*** Opening Provided records ***

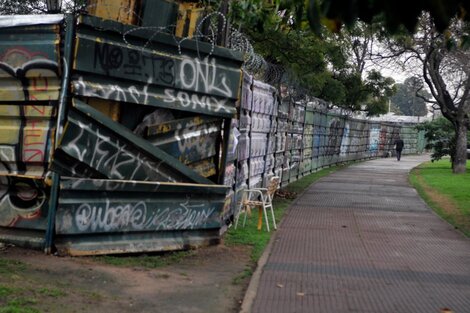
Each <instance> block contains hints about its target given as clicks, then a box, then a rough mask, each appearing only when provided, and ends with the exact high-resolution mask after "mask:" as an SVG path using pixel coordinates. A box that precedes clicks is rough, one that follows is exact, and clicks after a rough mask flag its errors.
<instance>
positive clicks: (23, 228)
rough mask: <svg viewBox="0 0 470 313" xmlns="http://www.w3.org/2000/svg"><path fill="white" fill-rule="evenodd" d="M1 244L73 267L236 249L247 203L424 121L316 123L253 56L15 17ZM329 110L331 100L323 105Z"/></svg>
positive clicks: (320, 114)
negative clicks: (193, 247) (330, 101)
mask: <svg viewBox="0 0 470 313" xmlns="http://www.w3.org/2000/svg"><path fill="white" fill-rule="evenodd" d="M0 26H1V27H0V43H1V44H0V161H1V162H0V240H2V241H7V242H12V243H16V244H19V245H22V246H32V247H36V248H45V250H46V251H47V252H50V251H51V250H52V249H53V248H57V249H59V250H62V251H63V252H64V253H68V254H72V255H89V254H103V253H128V252H144V251H159V250H174V249H184V248H187V247H191V246H198V245H201V244H207V243H210V242H216V241H218V240H219V239H220V237H221V235H222V233H223V232H224V230H225V229H226V226H227V225H228V224H230V222H231V221H232V220H233V217H234V215H235V214H236V213H237V211H238V205H237V203H238V202H239V197H240V194H241V191H242V190H243V189H244V188H247V187H259V186H262V185H265V184H266V181H267V180H268V179H269V177H270V176H273V175H277V176H280V177H282V184H283V185H286V184H288V183H290V182H292V181H295V180H296V179H298V178H300V177H302V176H304V175H306V174H308V173H311V172H314V171H316V170H317V169H319V168H321V167H325V166H329V165H332V164H335V163H338V162H345V161H351V160H360V159H365V158H371V157H379V156H383V155H385V154H386V153H387V152H388V151H390V150H391V146H392V138H394V136H395V135H396V134H400V135H401V136H402V138H403V139H404V140H405V147H406V150H405V153H415V152H419V151H421V150H422V147H423V146H424V145H423V144H422V141H423V140H424V139H423V137H422V136H421V134H419V133H418V132H417V131H416V130H415V129H414V128H413V125H404V124H393V123H377V122H369V121H364V120H355V119H350V118H348V117H346V116H340V115H335V114H331V113H328V112H320V111H316V109H315V107H316V106H315V103H314V102H308V103H302V102H294V101H291V100H290V99H289V98H288V97H280V96H279V94H278V92H277V91H276V89H275V88H274V87H272V86H270V85H267V84H265V83H262V82H260V81H257V80H255V79H253V78H252V77H251V76H250V75H247V74H244V75H242V71H241V66H242V63H243V56H242V55H241V54H240V53H239V52H236V51H232V50H229V49H226V48H221V47H215V46H213V45H211V44H208V43H204V42H199V41H196V40H185V41H176V40H175V37H174V36H172V35H168V34H161V33H155V32H152V31H150V30H148V29H146V28H139V27H135V26H132V25H126V24H122V23H119V22H116V21H111V20H105V19H101V18H98V17H93V16H87V15H81V16H79V17H78V18H74V17H72V16H67V17H66V16H62V15H45V16H34V17H33V16H29V17H16V18H13V17H2V18H1V19H0ZM318 101H320V100H318Z"/></svg>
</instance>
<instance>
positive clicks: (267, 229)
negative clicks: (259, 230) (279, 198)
mask: <svg viewBox="0 0 470 313" xmlns="http://www.w3.org/2000/svg"><path fill="white" fill-rule="evenodd" d="M263 213H264V221H265V222H266V230H267V231H268V232H269V231H270V230H269V222H268V213H267V212H266V205H265V204H264V202H263Z"/></svg>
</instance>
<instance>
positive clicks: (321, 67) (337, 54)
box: [231, 0, 393, 115]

*** Closing Provided records ***

■ To do
Select the lines in this material that hold the word "positive", leaving none out.

■ Solution
positive clicks: (23, 228)
positive clicks: (320, 114)
positive clicks: (267, 229)
positive clicks: (321, 67) (337, 54)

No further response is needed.